§ **Problem to solve**:
Report every line of the records below that contains the word "left", matching its case.

§ **Entries supplied**:
+ + +

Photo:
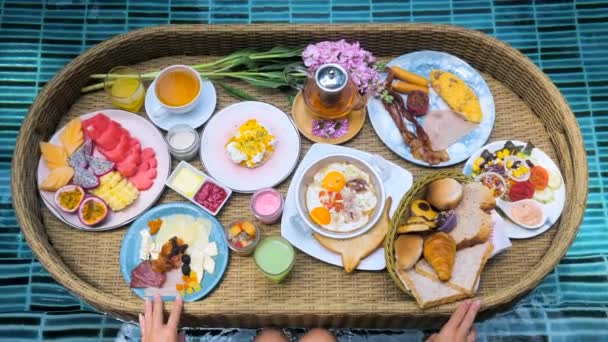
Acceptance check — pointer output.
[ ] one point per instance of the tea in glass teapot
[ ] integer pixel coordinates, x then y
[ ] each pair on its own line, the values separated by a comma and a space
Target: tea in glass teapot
330, 93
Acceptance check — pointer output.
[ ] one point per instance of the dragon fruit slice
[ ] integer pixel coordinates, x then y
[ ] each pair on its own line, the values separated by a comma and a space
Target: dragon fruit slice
78, 159
88, 147
100, 166
85, 178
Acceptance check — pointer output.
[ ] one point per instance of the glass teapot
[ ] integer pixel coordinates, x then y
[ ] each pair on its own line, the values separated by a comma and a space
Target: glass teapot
329, 93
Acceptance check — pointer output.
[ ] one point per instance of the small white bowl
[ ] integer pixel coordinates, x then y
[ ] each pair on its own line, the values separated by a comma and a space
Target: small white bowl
307, 177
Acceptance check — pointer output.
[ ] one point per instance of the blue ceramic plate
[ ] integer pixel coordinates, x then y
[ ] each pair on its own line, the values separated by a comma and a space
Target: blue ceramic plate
421, 63
129, 251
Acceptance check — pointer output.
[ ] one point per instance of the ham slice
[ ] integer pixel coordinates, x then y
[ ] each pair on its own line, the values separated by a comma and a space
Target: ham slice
144, 276
445, 127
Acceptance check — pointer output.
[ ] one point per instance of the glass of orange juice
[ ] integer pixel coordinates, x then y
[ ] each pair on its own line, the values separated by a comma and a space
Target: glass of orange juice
125, 88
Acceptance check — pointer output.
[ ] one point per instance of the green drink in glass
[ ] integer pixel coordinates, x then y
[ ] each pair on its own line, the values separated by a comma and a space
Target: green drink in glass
275, 257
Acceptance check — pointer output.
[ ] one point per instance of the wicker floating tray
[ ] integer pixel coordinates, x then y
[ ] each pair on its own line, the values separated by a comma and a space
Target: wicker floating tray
528, 106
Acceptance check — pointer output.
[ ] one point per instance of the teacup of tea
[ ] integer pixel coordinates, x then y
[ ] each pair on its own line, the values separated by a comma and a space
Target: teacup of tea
178, 88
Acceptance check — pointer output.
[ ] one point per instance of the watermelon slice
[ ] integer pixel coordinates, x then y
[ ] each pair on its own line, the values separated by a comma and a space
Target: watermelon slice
152, 162
110, 138
148, 153
127, 168
119, 152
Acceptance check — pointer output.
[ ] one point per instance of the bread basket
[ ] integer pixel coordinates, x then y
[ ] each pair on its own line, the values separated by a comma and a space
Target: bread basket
417, 191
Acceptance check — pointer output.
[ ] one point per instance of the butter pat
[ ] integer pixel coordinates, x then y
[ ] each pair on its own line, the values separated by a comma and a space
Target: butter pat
187, 182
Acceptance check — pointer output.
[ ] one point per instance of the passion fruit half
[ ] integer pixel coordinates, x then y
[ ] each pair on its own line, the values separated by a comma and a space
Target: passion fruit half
93, 210
69, 198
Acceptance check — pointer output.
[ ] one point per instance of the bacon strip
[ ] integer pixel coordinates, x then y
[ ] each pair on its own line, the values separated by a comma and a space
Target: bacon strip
419, 142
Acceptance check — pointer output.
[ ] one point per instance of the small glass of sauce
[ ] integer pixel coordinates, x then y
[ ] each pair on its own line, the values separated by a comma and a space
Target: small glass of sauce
183, 141
267, 205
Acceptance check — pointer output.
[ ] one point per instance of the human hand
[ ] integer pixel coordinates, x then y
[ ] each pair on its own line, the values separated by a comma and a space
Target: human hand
152, 323
460, 326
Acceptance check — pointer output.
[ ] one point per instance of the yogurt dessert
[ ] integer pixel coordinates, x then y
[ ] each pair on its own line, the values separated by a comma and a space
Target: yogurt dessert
251, 145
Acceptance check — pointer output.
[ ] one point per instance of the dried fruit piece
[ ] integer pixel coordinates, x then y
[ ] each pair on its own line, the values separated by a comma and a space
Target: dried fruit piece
58, 177
249, 228
55, 156
423, 208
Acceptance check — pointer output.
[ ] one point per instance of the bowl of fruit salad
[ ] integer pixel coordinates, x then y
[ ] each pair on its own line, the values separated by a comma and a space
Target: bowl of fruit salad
242, 237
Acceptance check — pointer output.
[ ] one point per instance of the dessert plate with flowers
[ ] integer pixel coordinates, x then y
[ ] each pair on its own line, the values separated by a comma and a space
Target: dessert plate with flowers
249, 146
174, 248
522, 175
422, 63
194, 118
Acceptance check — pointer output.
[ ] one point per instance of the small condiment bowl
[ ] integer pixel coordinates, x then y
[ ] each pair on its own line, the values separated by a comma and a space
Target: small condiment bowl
206, 179
244, 251
267, 218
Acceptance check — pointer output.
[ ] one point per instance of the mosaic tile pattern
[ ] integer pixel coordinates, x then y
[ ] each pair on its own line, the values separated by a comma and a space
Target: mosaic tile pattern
567, 39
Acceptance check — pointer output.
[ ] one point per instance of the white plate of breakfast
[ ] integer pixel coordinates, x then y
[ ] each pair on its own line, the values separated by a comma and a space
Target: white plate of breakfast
103, 169
249, 146
528, 185
447, 99
369, 255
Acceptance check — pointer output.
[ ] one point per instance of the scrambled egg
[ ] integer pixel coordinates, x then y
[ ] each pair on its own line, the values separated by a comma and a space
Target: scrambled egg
457, 94
341, 197
251, 145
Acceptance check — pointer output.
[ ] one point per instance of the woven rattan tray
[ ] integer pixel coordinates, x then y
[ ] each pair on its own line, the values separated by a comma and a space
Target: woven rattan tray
528, 106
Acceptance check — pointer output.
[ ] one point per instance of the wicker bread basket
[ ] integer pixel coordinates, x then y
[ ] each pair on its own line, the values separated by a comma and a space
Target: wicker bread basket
402, 212
528, 106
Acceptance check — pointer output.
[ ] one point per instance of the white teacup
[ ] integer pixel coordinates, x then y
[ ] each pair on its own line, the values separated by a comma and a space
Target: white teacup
188, 106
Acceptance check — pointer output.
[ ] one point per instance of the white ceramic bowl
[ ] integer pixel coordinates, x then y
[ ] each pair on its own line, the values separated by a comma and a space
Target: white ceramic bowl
306, 178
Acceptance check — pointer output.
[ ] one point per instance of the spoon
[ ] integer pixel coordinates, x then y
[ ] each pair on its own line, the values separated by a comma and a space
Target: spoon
506, 208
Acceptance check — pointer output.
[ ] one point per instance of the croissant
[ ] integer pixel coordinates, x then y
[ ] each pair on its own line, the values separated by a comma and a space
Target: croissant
440, 251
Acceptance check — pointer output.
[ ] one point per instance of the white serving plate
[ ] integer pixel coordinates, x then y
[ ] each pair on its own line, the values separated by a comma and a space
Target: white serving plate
421, 63
553, 210
148, 136
397, 182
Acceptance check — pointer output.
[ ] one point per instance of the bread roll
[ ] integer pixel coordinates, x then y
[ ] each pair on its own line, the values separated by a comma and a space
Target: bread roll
408, 249
444, 193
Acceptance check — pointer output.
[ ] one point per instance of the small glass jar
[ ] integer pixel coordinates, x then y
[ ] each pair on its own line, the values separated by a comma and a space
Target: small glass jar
183, 141
267, 205
233, 237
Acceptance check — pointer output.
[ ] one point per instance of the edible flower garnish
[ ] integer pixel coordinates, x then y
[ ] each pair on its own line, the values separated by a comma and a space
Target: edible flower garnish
330, 129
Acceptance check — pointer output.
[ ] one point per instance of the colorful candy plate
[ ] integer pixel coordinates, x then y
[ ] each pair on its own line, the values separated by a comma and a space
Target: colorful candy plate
148, 136
553, 209
421, 63
129, 251
225, 123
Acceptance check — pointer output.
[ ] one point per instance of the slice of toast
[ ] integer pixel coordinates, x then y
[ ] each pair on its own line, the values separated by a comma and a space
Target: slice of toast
355, 249
428, 292
467, 269
473, 218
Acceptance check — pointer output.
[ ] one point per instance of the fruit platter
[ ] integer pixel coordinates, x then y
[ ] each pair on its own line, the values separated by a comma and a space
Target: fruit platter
414, 213
103, 169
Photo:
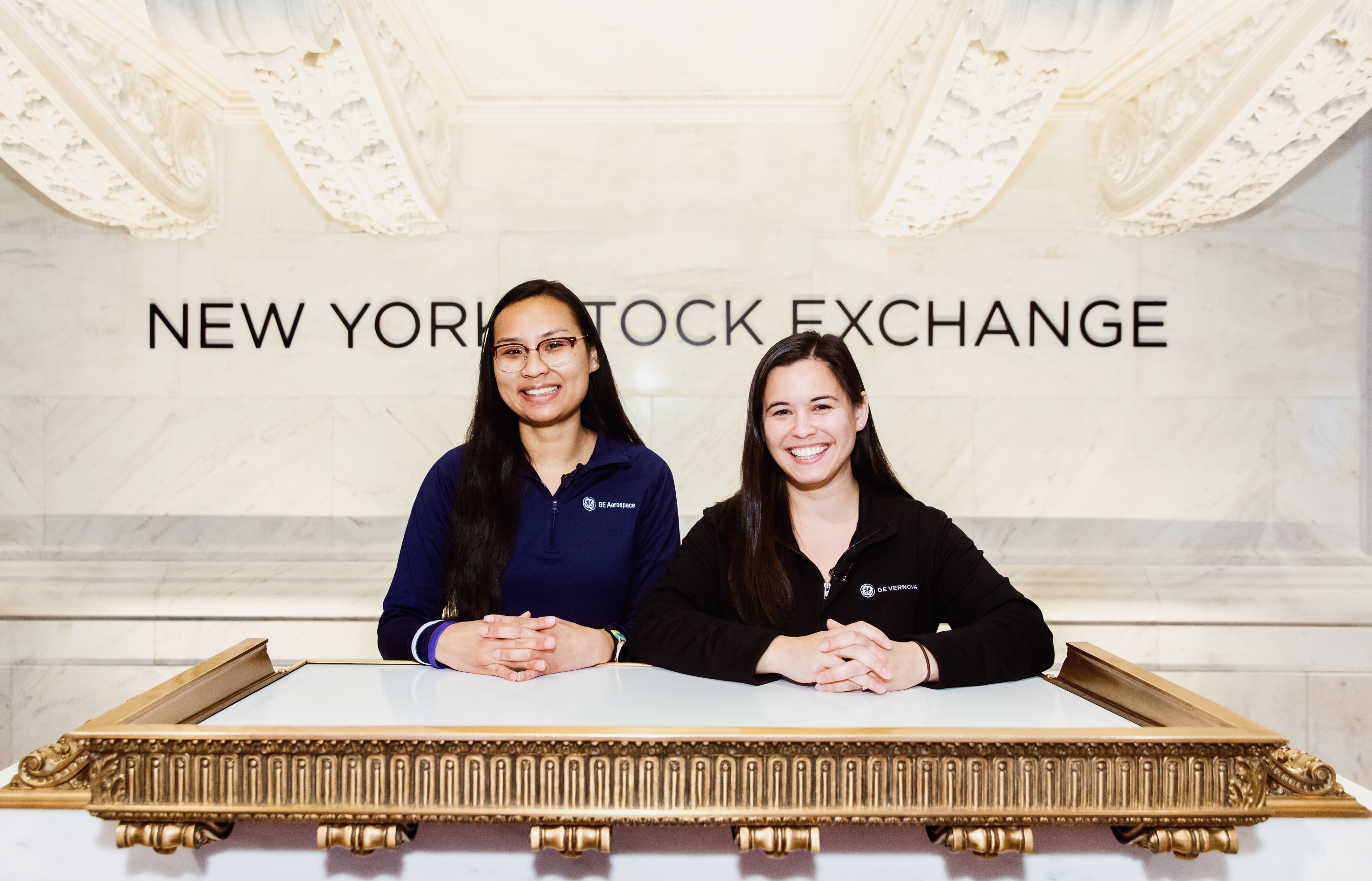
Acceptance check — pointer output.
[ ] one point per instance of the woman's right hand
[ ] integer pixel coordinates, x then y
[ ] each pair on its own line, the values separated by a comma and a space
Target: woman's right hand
861, 655
473, 647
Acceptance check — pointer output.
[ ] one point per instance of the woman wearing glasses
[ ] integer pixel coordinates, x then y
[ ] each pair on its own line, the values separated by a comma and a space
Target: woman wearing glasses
822, 568
530, 545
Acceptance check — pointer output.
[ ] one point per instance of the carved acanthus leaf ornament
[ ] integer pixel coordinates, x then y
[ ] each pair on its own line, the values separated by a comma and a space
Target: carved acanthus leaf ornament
1219, 133
958, 112
343, 96
95, 135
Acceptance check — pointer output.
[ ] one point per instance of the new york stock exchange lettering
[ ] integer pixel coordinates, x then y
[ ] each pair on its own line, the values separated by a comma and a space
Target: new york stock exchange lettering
893, 321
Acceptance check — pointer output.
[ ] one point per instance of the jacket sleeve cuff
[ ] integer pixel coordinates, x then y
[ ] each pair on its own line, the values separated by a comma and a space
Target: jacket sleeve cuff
945, 655
751, 654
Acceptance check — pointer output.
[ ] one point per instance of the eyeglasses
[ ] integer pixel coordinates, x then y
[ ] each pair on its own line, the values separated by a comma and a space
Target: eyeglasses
555, 353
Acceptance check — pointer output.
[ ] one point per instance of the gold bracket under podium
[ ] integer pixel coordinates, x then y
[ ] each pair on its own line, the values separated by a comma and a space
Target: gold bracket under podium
1182, 783
777, 841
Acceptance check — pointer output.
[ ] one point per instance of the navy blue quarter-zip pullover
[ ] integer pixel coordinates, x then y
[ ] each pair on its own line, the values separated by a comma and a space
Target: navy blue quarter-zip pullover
585, 554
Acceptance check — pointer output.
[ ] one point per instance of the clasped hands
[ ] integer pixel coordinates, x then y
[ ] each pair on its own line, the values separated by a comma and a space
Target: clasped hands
522, 648
850, 658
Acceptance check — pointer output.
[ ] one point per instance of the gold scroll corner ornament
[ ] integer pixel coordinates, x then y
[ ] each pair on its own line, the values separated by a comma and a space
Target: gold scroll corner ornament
57, 776
1185, 841
168, 838
1303, 785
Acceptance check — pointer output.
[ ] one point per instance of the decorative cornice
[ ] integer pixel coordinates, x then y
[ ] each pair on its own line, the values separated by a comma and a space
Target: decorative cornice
345, 98
958, 112
1224, 129
95, 135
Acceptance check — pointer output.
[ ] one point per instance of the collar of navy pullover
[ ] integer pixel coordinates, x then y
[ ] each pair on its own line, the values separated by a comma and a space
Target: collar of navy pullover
585, 552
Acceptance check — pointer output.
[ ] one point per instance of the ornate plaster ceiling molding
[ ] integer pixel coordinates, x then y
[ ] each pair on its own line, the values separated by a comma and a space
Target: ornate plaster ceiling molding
95, 135
961, 107
1220, 132
345, 98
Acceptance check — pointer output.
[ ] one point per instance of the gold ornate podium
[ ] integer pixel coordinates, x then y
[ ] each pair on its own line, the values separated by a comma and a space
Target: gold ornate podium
1179, 774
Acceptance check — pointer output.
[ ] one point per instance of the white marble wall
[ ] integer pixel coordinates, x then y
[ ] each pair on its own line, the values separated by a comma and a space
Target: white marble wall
1194, 508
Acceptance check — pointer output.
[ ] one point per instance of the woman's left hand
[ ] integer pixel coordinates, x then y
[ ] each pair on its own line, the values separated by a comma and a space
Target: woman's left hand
563, 646
906, 662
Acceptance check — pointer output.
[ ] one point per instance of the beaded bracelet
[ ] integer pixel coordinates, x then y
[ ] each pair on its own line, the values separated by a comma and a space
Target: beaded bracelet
929, 663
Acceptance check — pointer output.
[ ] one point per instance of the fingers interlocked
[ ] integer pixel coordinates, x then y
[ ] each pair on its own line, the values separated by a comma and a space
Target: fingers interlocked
857, 658
519, 644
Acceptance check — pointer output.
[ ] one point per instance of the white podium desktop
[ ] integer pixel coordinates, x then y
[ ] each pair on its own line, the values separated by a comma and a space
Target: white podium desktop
340, 698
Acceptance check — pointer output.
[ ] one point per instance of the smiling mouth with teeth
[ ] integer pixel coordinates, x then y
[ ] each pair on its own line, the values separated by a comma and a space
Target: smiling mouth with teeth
807, 454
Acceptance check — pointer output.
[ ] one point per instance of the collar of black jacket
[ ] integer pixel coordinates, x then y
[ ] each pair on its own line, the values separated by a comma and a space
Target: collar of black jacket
876, 522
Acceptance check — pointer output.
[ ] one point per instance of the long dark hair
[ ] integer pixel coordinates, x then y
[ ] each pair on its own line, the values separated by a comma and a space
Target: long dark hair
485, 519
758, 581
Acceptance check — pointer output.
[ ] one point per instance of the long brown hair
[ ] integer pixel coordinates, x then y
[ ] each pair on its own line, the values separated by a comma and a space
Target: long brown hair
486, 504
758, 581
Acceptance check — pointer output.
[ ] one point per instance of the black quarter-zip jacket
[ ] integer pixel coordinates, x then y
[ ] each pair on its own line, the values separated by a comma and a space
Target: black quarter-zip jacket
907, 570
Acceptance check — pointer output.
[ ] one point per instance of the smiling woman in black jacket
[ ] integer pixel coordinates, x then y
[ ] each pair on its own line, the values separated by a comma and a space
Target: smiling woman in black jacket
822, 568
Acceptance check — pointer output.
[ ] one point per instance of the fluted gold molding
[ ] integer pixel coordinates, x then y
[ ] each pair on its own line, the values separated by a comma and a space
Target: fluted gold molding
1193, 766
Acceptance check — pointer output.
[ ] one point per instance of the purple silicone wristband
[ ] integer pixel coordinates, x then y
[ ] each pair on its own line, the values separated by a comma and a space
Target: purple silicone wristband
434, 637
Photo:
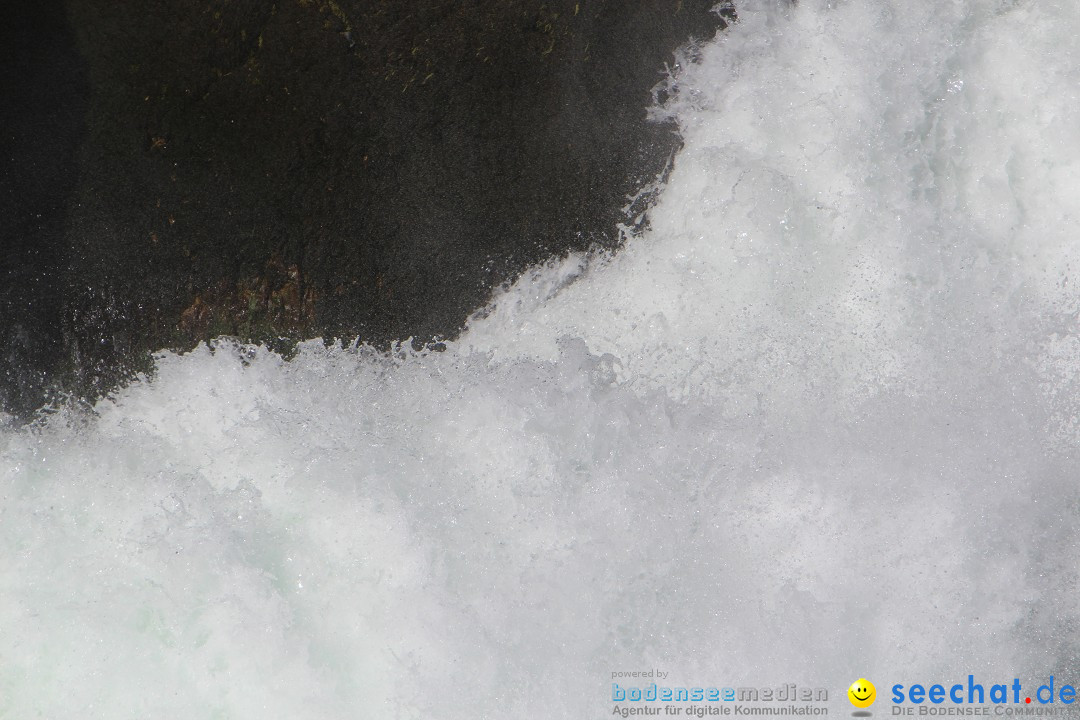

+ + +

§ **Correct response**:
[ ] one point per instance of the woman's left hand
Target: woman's left hand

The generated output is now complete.